Instruction: Reproduce the listing verbatim, beginning with the line that contains "Task: indicate the building" and continuing through the end of the listing, with that first line included.

━━━━━━

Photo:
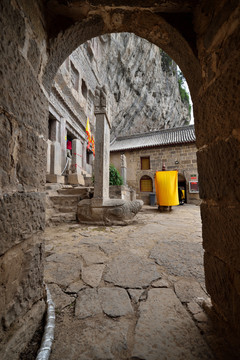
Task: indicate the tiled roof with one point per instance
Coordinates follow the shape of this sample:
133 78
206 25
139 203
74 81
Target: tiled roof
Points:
180 135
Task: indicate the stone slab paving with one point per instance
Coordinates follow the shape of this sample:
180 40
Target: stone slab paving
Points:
166 331
133 292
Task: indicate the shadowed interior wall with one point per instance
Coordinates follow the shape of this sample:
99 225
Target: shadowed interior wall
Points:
23 111
205 43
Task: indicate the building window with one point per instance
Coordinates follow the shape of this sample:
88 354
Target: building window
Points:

━━━━━━

Result for this task:
Task: indicate the building window with one point per instance
Coordinates follow the shape of this sample:
88 354
Target: building window
Points:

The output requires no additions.